# Directions:
Every entry gets copied exactly. No images go into the copy.

Top of Extracted information

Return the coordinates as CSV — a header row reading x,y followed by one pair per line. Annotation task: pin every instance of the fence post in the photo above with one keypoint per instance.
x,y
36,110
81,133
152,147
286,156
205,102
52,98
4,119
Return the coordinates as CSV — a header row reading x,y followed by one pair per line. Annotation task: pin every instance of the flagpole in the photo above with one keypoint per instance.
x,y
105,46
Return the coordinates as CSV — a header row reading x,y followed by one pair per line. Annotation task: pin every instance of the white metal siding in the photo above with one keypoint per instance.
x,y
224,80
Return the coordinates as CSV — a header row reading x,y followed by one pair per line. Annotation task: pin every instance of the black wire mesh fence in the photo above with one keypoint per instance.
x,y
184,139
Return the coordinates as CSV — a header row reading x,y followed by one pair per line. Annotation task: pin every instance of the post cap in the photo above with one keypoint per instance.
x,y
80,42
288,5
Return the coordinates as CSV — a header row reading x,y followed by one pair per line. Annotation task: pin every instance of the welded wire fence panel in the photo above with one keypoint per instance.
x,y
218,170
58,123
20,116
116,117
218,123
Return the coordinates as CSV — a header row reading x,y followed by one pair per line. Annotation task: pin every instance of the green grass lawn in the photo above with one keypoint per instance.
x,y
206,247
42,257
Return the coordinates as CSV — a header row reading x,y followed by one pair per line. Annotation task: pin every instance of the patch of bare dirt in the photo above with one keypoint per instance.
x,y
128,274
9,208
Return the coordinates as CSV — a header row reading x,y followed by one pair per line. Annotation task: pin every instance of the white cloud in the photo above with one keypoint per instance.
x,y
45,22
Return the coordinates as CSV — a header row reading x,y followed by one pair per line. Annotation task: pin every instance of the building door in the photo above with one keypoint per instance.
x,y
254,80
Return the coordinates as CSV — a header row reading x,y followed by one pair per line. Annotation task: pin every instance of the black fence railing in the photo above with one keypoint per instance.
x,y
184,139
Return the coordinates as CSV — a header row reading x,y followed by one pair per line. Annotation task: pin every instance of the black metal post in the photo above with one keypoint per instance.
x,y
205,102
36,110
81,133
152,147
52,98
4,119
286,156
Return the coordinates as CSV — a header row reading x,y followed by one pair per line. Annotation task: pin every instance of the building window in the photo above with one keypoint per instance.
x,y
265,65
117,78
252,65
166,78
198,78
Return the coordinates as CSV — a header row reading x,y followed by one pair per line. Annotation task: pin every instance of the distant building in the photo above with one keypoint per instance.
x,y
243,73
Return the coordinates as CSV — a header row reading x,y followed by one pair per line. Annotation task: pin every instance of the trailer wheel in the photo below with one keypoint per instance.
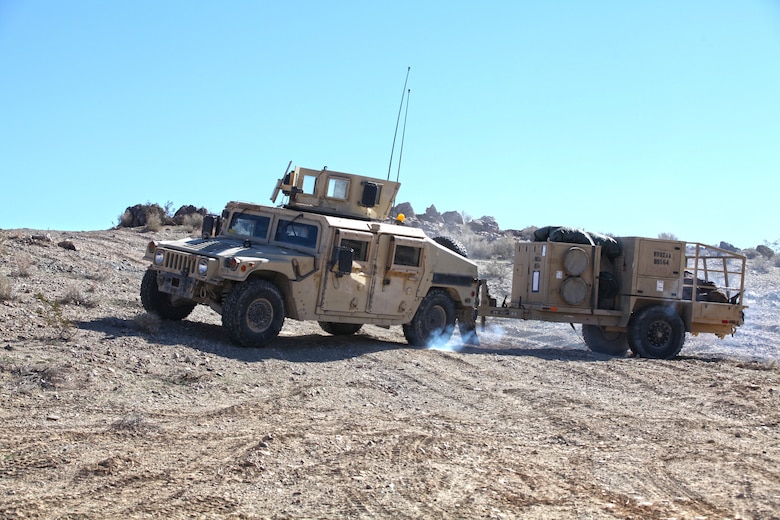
x,y
161,303
253,313
434,321
656,332
340,329
612,343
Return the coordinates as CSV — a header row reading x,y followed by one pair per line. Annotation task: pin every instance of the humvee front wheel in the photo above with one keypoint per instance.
x,y
161,303
604,342
253,313
340,329
656,332
434,321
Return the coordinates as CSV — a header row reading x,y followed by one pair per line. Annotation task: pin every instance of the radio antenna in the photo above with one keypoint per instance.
x,y
398,120
403,135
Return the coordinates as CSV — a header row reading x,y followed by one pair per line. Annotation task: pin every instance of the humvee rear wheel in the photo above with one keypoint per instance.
x,y
161,303
340,329
656,332
434,321
253,313
612,343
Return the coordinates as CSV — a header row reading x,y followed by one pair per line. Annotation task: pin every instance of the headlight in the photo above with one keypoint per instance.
x,y
203,267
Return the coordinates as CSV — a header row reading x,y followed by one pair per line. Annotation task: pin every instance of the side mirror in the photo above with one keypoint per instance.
x,y
342,260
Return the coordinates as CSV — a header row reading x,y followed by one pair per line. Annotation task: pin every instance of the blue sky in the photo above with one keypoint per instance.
x,y
629,118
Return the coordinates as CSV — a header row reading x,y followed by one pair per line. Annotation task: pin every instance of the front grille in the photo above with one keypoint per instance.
x,y
179,262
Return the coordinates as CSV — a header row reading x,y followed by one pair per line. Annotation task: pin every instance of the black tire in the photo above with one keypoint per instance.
x,y
656,332
160,303
434,321
452,245
253,313
340,329
605,342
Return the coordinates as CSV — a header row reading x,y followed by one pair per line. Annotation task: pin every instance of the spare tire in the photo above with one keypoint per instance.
x,y
452,245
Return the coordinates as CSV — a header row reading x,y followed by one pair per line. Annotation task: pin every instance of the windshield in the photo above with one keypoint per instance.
x,y
296,233
255,226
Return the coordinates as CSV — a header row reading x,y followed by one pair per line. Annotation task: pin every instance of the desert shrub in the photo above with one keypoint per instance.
x,y
99,275
125,219
153,222
23,265
6,289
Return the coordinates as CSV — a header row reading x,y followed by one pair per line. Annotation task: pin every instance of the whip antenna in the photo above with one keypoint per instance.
x,y
398,120
403,135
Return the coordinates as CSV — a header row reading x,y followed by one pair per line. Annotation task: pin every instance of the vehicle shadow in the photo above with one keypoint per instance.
x,y
212,339
311,347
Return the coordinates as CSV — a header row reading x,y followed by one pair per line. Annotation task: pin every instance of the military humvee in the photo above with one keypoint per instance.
x,y
629,292
328,254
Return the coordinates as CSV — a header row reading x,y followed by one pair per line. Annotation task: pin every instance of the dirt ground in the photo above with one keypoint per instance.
x,y
108,413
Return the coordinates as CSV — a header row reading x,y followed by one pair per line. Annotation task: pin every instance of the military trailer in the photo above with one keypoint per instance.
x,y
328,254
627,292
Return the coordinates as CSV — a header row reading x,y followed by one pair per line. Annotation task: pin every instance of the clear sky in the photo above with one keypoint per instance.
x,y
630,118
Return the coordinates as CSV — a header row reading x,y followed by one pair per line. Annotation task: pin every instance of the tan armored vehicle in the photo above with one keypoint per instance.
x,y
328,254
630,292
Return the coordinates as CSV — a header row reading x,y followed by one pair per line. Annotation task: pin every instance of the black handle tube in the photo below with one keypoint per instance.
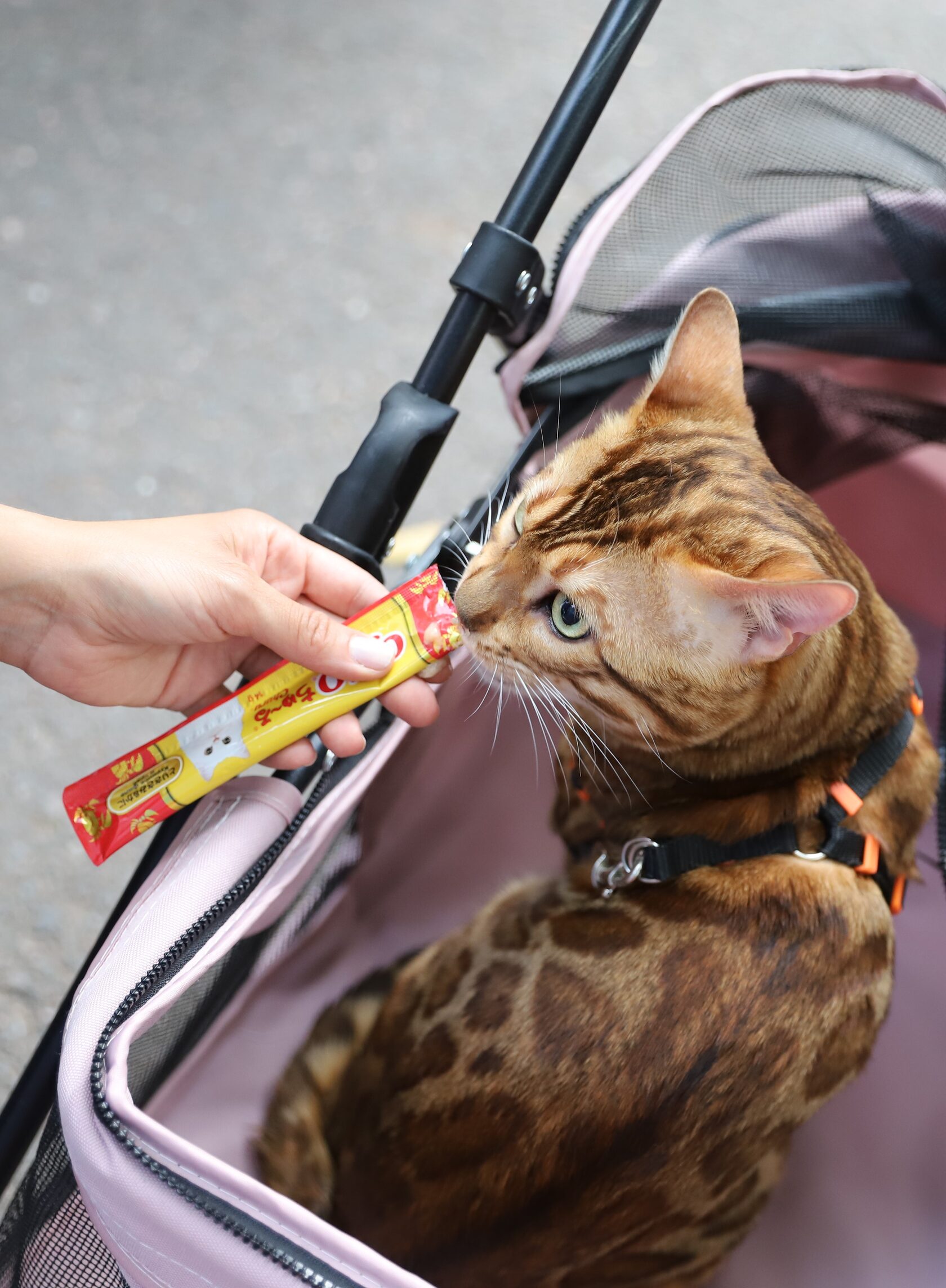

Bottom of Extracted information

# Solution to the problem:
Return the coordinates as CSV — a header row reading x,y followed by one pair per line. Annotation task: pin every instance of the fence post in the photo above with one keypoint per instance.
x,y
36,110
81,133
152,147
286,156
205,102
52,98
4,119
Return the coordinates as CSV — a header row reading x,y followed by one pair per line. Annotation task: pin every instance of the flagpole in the photo above with one keypoint per instance.
x,y
105,46
Return the coordinates as CSV — a header row reading x,y followed by one pair per line. Annotation task: pin every instance of the white metal siding in the photo above with one keypoint per instance.
x,y
224,80
Return the coordinates as CSV — a header row reading x,y followed by one pair per line. Annotation task: pin every instance of the black wire mesh fence in the photo above with one keypoint per instance.
x,y
184,139
Return the coordinates as CSV — a header row reading x,y followed by one pair per line. Annotation task: pin every instance of the post cap in the photo above with one keypoint per instance.
x,y
80,42
288,5
Return the coordinates as CSV — a header row reading x,y followed by one pair per line. Annotation task: pin every instance of the welded wire fence panel in the photo above with one keypoint per instance.
x,y
218,170
58,123
20,116
116,117
218,123
Return the coordinates as CSV — a header row reading x,y followed by one pair per line. Annotation task: pin every instance of the green grass lawn in the photo above with one keypoint per instance.
x,y
206,247
42,257
Return the coordinates as CSV — a header row reading x,y followed by one pair per line. Annotation task: pin every instance of the patch of bare dirt in the photo above with one keypoint per instance.
x,y
128,274
9,208
Return the coordinates as CSV — a header row reading x,y followed by one pair per line. Annotation task: pin every instance of the white cloud in the photo above with one keypoint per instance.
x,y
45,22
Return the coordinates as CSV — a header row reading x,y followed by one pair per line. Annotation task: pin every instance of the building door in the photo above with one keypoint per instance.
x,y
254,80
Return the coordinates as CSV — a header row reading x,y followed by one pair per line. Annotation task: pin every instance of the black fence railing in the photo above with one keypoint per instance.
x,y
184,139
Return the coordinates as CSV — a header row reading x,y followed by one pair per line. Annotation task: pin every instance of the black metal post in the photo above with one keypoint per instance.
x,y
205,102
36,110
81,133
152,147
52,98
4,119
286,156
Return the coordinates as CSV — a header row reading x,y followed by one pair per line. Annotation task: pin every instance of the building window in the photo above with one keypoint per instance.
x,y
265,65
117,78
252,65
166,78
198,78
Return the coordinates as CSV — a header row reading x,y followed by one pair per line. Annotation task: pin every instance of the distant building in the photo above with one keypoint per instance.
x,y
243,73
Return the coordinates as CSV — a header row reading x,y followed by one pair per line. Annotation task: pin every instance of the trailer wheel in the photo below with one keypoint per instance.
x,y
161,303
253,313
434,321
656,332
340,329
612,343
Return the coordinates as CSV — a header row reading x,y followed by one pair per line. Annotation task: pin every instance of the humvee front wheel in the photo above with one keypoint per instance.
x,y
161,303
604,342
253,313
340,329
656,332
434,321
Return the coordinates as CSV — a header row reading x,y followed by one pair per line. Annotation task: pin every instance of the radio antenna in the photo above with one keypoint per instance.
x,y
398,120
403,135
Return the coordinates as CSV — a header row reading x,y followed by one pair per line. Annotation task: pin every instance of the humvee rear wheel in the photo above with one keypoint per instance.
x,y
161,303
340,329
656,332
434,321
253,313
612,343
Return the coordinates as CSV — a header row reading x,y followed by one pair per line. Annotation task: pin every instance of the headlight in the photo above with one keypoint per instance.
x,y
203,267
Return the coordinates as CSV — a header row reading x,y followed by one pair per line. Annotation task: pin every instance of the side mirror in the photo above with one keypoint per instance.
x,y
342,260
Return the coordinates as CSV — a header row reading x,y followed by one pair per line. Annotation task: pin every instance of the blue sky in the photo above with one keypoint per instance.
x,y
629,118
Return the coordinates as CSV — a header row reading x,y followed by one pair per line. Annotation task: pin every instance of the front grille in the photo above with one keypoint per instance.
x,y
179,262
Return the coordinates as CSV — a header row reading x,y followed by one pair per line. Annotation task: pin every instance of the black tire in the photo above with one keypoint per instance.
x,y
656,332
160,303
434,321
452,245
253,313
340,329
605,342
Return the coordinates as CSV — a header row reading x,y followed by one pair per line. Annotation task: pin every instance of the spare tire in the photo above with one keypoint per instance.
x,y
452,245
Return the coordinates as CSV — a header row reading x,y followed by one pair per line. Annotation task: pin every instance of the windshield in the photo above with one keypoint per instance.
x,y
296,233
255,226
Return the coordinates as CSV — a header row reading x,y followed by one pair per line. Annotation task: pin every instance of the desert shrub in the photo above with one keypoint per instance.
x,y
99,275
125,219
153,222
23,265
6,289
Return the coordinates as CSV — a header row reading x,y followed by one pair per line. Annotation task: pin every instance of the whip antenna in the photo above with one keypoint per instance.
x,y
398,120
403,135
Return the coordinates as CSV — a header row reading x,y followed by one pair per line. Annotation task: pin every instance of the vehicle shadow in the photo above with one keypoint per instance.
x,y
212,339
311,347
Return the coordinates as CSV — a header row reading x,y followed by one pair per line. Annotation task: pin every instance of the military humvee in the photo above with one keypoint per instance.
x,y
629,292
328,254
Return the coordinates as CSV — a header row reading x,y followed by one pair per line. Annotation task: pin every instance of the dirt ground in the photo above with one keypoint per instance.
x,y
108,413
Return the coordinates as CSV — a header row reading x,y followed by one pair per line. Annotation task: pin every instance of the military trailer in the photo above with one keypoint per instance.
x,y
328,254
627,292
Return the coordinates as CSV — a header row reading x,y followed by one pair per line. Annotation task: pin every instance of the clear sky in the photo above with one keypoint per instance.
x,y
630,118
Return the coordinates as CSV — a header row reading x,y followed by one pair per line. Annotation task: pin every instance of the tan armored vehicle in the photo above with one keypoint per instance.
x,y
328,254
630,292
Return the coordinates as CSV — a header row reading x,y followed by one pair per line. Annotation task: pin every instance of the black handle tube in the photo below with one keypoint per instance.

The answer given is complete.